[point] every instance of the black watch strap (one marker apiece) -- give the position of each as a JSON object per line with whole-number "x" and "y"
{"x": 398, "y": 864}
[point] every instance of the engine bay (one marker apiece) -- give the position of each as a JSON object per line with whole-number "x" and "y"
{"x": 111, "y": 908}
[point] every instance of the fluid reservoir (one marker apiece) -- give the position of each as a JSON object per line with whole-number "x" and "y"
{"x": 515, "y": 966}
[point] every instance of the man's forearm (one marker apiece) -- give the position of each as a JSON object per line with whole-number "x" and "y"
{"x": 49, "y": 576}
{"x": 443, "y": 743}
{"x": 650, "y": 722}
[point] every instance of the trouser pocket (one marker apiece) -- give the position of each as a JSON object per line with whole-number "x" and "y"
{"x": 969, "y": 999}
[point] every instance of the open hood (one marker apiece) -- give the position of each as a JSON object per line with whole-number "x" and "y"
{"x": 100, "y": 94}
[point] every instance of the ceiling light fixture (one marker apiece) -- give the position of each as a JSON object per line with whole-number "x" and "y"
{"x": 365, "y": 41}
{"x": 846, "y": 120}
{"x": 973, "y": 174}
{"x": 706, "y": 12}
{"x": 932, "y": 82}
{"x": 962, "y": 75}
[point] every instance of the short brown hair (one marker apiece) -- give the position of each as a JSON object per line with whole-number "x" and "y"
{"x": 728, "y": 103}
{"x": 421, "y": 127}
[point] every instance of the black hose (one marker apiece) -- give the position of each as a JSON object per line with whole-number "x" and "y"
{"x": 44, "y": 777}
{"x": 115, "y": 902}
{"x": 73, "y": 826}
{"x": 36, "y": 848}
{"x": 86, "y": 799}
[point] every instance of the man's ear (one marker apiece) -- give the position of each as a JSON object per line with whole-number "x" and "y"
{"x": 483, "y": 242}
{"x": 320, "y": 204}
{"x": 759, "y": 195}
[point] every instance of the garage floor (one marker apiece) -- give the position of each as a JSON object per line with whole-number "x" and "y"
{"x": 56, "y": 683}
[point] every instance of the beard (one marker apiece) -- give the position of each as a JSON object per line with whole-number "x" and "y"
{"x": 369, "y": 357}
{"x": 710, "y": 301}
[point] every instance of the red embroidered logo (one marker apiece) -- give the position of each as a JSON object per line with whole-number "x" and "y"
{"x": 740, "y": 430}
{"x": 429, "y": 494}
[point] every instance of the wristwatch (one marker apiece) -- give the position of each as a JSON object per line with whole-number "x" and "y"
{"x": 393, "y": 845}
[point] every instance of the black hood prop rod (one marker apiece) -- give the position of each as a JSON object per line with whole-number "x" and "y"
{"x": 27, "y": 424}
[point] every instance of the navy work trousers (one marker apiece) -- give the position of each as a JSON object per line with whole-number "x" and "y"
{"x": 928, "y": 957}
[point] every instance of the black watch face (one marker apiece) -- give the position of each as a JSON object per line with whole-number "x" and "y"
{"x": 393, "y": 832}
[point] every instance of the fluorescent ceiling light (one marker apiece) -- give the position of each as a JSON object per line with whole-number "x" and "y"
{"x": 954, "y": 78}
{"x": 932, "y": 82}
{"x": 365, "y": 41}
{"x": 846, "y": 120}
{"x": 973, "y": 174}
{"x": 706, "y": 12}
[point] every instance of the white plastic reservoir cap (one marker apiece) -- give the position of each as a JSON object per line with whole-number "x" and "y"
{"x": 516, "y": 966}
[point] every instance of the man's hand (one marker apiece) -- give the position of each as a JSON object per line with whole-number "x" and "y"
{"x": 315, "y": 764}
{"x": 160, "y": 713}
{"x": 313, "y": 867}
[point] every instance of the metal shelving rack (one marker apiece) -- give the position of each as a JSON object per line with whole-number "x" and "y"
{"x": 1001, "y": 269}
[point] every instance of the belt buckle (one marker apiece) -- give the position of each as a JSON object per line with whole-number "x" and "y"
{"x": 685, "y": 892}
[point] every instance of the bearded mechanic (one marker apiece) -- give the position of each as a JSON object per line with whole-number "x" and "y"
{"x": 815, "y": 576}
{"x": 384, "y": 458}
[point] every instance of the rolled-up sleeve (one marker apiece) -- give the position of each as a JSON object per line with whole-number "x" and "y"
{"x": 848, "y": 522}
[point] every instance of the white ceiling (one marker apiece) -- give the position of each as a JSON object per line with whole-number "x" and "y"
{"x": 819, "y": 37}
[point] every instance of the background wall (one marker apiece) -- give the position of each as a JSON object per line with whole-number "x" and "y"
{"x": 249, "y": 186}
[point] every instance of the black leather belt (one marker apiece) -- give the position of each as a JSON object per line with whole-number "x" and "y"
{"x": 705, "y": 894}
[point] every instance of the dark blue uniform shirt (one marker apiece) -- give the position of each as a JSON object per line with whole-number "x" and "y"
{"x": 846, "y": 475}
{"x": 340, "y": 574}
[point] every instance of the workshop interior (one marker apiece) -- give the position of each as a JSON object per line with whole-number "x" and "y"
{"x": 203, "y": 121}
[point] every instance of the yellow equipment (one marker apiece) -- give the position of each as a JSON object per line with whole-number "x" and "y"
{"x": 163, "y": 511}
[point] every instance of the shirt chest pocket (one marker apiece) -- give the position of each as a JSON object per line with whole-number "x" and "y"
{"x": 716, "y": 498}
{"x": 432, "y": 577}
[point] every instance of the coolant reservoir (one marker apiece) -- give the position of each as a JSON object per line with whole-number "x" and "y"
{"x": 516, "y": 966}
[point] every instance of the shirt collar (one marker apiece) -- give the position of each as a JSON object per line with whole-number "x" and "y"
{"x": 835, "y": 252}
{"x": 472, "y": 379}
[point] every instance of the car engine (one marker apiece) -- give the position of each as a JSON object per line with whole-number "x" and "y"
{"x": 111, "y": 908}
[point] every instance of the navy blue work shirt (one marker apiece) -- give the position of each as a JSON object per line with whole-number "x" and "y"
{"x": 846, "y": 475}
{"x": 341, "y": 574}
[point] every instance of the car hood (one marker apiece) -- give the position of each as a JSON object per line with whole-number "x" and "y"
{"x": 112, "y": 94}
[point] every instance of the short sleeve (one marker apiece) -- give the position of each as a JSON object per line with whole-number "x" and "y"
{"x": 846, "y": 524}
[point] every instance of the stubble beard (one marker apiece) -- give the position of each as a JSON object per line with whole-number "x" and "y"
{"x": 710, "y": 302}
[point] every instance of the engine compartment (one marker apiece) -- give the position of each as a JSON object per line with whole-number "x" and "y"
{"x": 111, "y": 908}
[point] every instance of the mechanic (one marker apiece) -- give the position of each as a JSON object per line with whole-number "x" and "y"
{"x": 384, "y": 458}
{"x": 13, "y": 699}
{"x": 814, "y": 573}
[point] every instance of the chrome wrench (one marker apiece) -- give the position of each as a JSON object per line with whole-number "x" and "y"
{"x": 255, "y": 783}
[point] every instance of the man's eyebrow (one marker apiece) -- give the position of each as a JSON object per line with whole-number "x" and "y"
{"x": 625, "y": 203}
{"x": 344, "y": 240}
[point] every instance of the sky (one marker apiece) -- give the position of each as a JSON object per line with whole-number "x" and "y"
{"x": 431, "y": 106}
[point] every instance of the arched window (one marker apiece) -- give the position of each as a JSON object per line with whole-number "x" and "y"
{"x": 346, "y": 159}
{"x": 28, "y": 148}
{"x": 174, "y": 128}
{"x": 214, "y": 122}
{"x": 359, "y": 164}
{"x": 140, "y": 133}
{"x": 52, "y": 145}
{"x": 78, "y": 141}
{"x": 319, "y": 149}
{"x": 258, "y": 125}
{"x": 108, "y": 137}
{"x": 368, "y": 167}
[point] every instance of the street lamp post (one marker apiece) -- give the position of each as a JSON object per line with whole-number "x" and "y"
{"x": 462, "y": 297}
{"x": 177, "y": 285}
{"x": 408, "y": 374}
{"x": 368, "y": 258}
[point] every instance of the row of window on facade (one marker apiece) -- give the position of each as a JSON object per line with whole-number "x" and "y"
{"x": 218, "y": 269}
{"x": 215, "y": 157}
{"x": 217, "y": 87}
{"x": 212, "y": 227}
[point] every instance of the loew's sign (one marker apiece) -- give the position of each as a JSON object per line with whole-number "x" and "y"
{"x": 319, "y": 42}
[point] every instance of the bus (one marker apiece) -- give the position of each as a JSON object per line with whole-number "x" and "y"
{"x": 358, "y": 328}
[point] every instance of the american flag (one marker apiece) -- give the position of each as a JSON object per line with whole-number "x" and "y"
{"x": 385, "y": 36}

------

--- What you should do ---
Output nothing but the line containing "[point] every instance of the loew's" and each line after it in the entries above, exactly as written.

--- Final answer ---
[point] every instance of the loew's sign (one marker apiece) -- give the position of each as a JSON object per line with whole-number "x" and "y"
{"x": 319, "y": 42}
[point] every instance of the bus (one marker apiece) -- give the position of each as a JSON object per line with whole-number "x" and "y"
{"x": 358, "y": 328}
[point] every instance of the american flag (one marker apiece) -- give the position of each as a JSON object per line with whole-number "x" and "y"
{"x": 385, "y": 36}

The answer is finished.